◆ Exercise details: From the line with "In this exercise you will tag the white" to the final line of the records, reproduce every line exactly and only those lines.

◆ Records for this exercise:

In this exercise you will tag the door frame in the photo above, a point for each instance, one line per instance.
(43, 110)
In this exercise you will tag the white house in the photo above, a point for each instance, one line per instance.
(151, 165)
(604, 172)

◆ The output:
In this exercise you will tag the white house in the photo above, a point for each instance, one line per instance.
(151, 165)
(604, 172)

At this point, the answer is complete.